• [EXERCISE GOAL] Copy exactly, and only, the lines from the line containing "Exercise. Pin every instance of the cumulus" through the last line of the records below, both included.

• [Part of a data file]
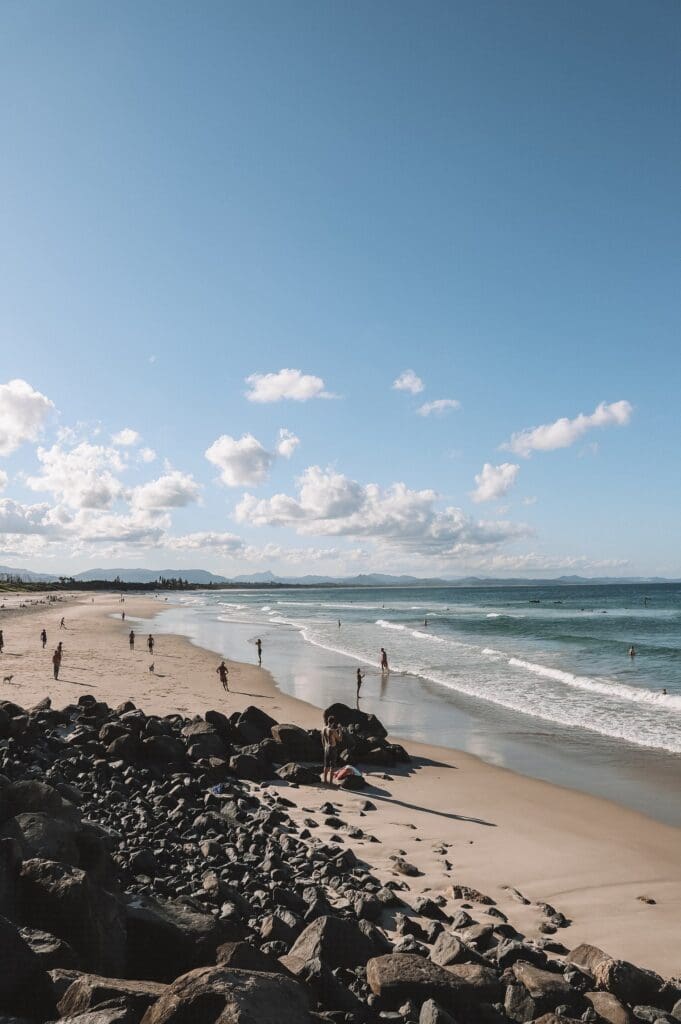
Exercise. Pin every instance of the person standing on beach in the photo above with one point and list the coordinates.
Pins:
(330, 740)
(223, 673)
(360, 676)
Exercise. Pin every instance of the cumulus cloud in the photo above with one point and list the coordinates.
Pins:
(329, 503)
(563, 432)
(82, 476)
(243, 463)
(409, 381)
(495, 481)
(126, 437)
(287, 443)
(23, 414)
(438, 407)
(172, 491)
(286, 384)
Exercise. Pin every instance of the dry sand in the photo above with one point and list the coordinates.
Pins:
(590, 858)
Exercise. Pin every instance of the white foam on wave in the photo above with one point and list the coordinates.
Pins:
(607, 687)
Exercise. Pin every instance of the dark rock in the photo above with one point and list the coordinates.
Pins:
(167, 938)
(335, 942)
(221, 995)
(64, 900)
(90, 990)
(402, 976)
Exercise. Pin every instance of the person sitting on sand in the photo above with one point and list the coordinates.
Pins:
(331, 738)
(223, 673)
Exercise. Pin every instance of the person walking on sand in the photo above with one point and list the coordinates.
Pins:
(360, 676)
(330, 740)
(223, 673)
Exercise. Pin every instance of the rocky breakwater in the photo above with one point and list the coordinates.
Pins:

• [ANSWER]
Exercise. Pin every instance of the cumulus cloud in the photo above with one point and list the coordinates.
Pins:
(329, 503)
(563, 432)
(82, 476)
(243, 463)
(409, 381)
(495, 481)
(126, 437)
(287, 443)
(23, 414)
(438, 407)
(172, 491)
(286, 384)
Exercise. Pin every instance of the dry sand in the photo above with one point and list the coordinates.
Pins:
(590, 858)
Exercise. Pin every instance of the white foam on wave in the photo above with one point and list the coordinates.
Pins:
(607, 687)
Exercise. Pin every instance of the dark rock in the photo above with one point and list the coordinates.
Pins:
(167, 938)
(335, 942)
(221, 995)
(64, 900)
(90, 990)
(402, 976)
Exercise. Pin every instance of the person sitting on sand in the photo above with one point and list the coordinates.
Pins:
(331, 738)
(223, 673)
Exercise. Pin every instance of the person walking on sand in the photo above with one point and list the coordinates.
Pins:
(360, 676)
(330, 740)
(223, 673)
Exercise. Pin every instance of the rocky breakwater in the photo above with one point and list the coordinates.
Pins:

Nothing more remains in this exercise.